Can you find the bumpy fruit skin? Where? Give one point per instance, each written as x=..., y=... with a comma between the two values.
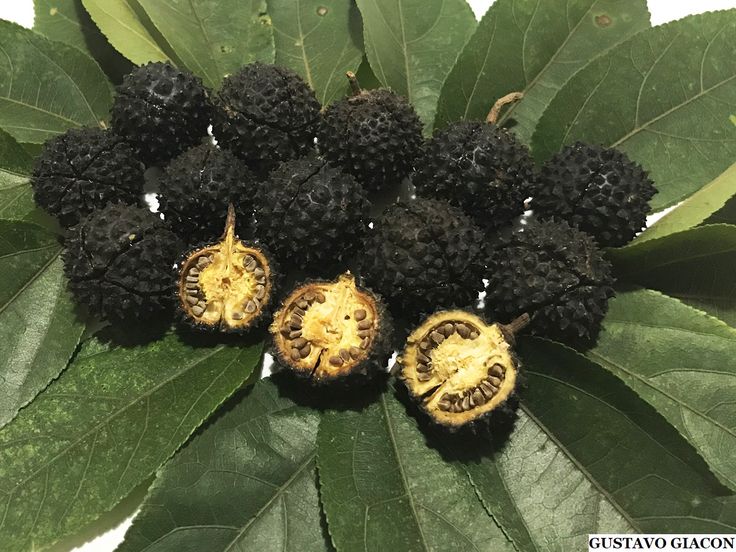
x=599, y=190
x=84, y=169
x=424, y=255
x=478, y=167
x=161, y=110
x=311, y=215
x=375, y=136
x=266, y=114
x=556, y=274
x=118, y=261
x=197, y=188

————

| JOB |
Every entry above should be duplicated exactly. Do not include the images.

| SOLUTION FOR THIS TASK |
Can you find the bumpy fruit skin? Where? Give one point per instance, each written as x=..., y=... with a comma between the two values.
x=599, y=190
x=84, y=169
x=424, y=255
x=478, y=167
x=161, y=110
x=311, y=215
x=375, y=136
x=266, y=114
x=556, y=274
x=118, y=261
x=197, y=188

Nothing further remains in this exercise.